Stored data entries
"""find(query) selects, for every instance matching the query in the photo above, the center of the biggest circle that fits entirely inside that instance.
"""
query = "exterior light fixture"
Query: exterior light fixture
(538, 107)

Task |
Return all the data above, unaltered and complete.

Task solution |
"""find(query) selects, for every instance matching the query in the photo above, the center of the biggest circle that fits entirely inside that instance.
"""
query = "exterior light fixture"
Query: exterior light fixture
(538, 107)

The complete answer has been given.